## TASK MATERIAL
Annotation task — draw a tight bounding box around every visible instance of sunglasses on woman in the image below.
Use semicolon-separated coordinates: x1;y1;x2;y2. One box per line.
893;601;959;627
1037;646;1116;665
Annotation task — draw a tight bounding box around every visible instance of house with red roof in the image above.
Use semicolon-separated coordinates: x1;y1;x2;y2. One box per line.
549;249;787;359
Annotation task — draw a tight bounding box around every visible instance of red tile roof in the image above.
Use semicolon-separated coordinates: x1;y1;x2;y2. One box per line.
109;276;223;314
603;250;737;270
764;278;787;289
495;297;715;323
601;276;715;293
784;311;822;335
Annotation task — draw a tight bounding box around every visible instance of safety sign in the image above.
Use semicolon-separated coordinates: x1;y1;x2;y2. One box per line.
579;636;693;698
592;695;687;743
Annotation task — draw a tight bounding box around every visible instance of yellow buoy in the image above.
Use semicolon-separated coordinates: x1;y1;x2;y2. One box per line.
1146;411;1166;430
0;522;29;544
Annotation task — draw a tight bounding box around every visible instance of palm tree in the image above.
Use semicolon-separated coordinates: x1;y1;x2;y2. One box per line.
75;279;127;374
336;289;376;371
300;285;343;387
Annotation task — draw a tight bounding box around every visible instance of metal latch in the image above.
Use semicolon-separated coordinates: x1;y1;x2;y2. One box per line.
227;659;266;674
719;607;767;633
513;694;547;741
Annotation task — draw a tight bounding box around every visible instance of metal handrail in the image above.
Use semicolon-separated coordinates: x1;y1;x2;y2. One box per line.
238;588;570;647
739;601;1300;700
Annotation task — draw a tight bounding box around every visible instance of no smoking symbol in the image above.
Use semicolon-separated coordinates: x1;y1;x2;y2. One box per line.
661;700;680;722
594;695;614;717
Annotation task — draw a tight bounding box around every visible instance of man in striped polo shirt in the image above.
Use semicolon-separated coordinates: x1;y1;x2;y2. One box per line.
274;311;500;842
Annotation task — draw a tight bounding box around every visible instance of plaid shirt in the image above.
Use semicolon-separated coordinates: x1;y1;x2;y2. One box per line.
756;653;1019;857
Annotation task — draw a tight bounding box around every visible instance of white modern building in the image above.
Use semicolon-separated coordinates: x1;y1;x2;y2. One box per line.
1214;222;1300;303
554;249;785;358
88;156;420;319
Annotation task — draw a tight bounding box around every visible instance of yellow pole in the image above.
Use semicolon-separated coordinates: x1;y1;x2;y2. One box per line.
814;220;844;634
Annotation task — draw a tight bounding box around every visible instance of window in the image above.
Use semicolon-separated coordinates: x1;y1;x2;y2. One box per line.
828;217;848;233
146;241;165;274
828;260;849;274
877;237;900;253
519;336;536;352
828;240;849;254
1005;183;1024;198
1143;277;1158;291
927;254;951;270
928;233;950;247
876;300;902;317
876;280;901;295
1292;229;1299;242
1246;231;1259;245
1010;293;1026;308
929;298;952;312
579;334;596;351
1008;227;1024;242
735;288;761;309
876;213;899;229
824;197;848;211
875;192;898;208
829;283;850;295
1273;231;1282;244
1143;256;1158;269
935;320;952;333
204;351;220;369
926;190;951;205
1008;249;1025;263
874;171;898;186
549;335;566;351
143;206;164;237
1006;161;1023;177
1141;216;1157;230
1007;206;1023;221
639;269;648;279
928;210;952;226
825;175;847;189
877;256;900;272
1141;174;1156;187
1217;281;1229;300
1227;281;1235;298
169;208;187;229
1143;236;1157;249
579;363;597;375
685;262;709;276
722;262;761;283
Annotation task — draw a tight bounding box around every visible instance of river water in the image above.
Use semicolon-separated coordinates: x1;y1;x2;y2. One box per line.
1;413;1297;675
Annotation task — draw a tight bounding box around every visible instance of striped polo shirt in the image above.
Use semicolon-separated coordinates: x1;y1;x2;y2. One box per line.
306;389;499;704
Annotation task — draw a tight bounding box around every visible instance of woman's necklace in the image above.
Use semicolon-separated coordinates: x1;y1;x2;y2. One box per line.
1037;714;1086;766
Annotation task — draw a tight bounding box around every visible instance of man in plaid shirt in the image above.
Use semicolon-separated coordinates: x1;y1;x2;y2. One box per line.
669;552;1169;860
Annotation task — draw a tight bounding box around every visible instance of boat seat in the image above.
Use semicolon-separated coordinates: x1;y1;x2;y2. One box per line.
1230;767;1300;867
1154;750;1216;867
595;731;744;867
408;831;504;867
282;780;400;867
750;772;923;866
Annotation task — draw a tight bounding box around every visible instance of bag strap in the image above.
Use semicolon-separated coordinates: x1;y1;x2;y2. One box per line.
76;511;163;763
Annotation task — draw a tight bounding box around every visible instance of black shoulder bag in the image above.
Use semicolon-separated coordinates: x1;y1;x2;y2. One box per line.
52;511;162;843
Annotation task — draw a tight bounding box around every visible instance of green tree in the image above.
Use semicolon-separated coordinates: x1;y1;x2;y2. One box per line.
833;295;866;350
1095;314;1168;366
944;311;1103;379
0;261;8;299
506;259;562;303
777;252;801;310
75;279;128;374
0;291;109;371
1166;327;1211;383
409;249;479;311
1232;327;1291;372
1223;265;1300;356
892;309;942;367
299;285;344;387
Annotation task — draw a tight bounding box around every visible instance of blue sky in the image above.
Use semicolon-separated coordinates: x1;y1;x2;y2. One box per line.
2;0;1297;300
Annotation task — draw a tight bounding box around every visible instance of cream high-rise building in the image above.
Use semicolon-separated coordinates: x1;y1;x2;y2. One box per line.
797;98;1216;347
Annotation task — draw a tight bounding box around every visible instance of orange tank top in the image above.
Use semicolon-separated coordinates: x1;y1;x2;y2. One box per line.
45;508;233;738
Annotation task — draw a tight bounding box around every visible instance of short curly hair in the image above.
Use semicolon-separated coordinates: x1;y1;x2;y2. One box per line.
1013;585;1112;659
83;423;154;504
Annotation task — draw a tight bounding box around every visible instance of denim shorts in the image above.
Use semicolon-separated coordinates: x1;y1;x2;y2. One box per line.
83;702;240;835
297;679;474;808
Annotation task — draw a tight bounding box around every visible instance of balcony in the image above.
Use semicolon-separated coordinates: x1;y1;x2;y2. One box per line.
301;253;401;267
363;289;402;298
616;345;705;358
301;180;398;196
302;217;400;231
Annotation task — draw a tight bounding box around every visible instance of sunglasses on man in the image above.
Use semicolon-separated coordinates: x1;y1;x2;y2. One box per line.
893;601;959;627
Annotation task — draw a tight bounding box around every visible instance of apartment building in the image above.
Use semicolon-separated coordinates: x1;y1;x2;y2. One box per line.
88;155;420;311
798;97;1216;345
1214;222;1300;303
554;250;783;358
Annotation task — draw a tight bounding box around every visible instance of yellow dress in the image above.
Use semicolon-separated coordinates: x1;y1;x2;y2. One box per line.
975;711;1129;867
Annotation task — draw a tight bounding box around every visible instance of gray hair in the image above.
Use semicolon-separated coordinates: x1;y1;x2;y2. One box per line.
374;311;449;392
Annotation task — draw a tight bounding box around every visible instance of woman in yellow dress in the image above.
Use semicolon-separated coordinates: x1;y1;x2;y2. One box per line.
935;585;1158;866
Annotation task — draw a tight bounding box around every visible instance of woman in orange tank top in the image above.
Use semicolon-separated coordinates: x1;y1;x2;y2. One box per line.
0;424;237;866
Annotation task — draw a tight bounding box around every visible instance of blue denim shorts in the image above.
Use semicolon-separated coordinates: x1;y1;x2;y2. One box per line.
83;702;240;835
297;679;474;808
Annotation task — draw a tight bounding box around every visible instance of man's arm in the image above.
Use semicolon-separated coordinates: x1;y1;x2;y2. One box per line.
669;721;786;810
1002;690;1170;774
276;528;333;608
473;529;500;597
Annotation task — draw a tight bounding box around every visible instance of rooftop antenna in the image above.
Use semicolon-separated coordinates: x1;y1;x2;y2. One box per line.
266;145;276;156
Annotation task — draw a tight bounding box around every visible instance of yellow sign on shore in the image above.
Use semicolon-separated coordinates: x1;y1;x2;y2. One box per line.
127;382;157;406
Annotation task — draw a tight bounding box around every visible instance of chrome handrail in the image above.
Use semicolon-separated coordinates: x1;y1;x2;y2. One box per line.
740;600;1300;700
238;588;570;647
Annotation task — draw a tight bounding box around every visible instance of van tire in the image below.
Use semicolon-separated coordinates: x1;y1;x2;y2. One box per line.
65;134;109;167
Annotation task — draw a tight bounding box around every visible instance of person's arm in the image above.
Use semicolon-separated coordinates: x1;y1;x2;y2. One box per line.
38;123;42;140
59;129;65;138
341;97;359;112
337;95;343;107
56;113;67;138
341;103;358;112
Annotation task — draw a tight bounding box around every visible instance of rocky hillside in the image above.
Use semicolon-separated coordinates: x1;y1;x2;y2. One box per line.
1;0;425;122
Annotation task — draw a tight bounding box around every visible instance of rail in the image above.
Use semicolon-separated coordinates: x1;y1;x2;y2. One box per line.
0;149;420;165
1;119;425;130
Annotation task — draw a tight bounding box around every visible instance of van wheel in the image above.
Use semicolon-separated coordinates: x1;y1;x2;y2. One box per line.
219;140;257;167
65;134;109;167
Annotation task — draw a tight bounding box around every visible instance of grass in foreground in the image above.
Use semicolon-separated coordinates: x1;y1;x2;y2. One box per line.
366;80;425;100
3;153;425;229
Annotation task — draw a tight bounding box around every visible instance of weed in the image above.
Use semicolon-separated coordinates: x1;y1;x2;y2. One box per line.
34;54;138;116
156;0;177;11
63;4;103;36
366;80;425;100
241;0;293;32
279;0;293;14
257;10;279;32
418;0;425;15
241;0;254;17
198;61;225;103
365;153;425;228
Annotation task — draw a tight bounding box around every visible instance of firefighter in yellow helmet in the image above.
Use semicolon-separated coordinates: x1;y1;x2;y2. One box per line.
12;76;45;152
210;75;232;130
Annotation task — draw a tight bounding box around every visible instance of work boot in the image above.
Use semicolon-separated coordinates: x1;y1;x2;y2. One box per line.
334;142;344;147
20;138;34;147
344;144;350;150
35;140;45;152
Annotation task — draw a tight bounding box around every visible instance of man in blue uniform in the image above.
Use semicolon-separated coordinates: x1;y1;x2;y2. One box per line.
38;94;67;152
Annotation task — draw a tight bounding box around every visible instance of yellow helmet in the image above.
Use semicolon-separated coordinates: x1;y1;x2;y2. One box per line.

## PROBLEM STATEMENT
Starting with the line above that holds "gray hair in the image above." and stopping with the line that holds "in yellow dress in the image above.", reproduce each line exactly, omitting all other lines.

## COMPLETED EXERCISE
Annotation task — draw a tight bounding box around every visible instance of gray hair in the image above.
Use semicolon-separated coordinates: x1;y1;x2;y2. One box per line.
374;311;449;392
Annotation task — draw a tight bounding box around every visible instance of woman in yellow dress in the image above.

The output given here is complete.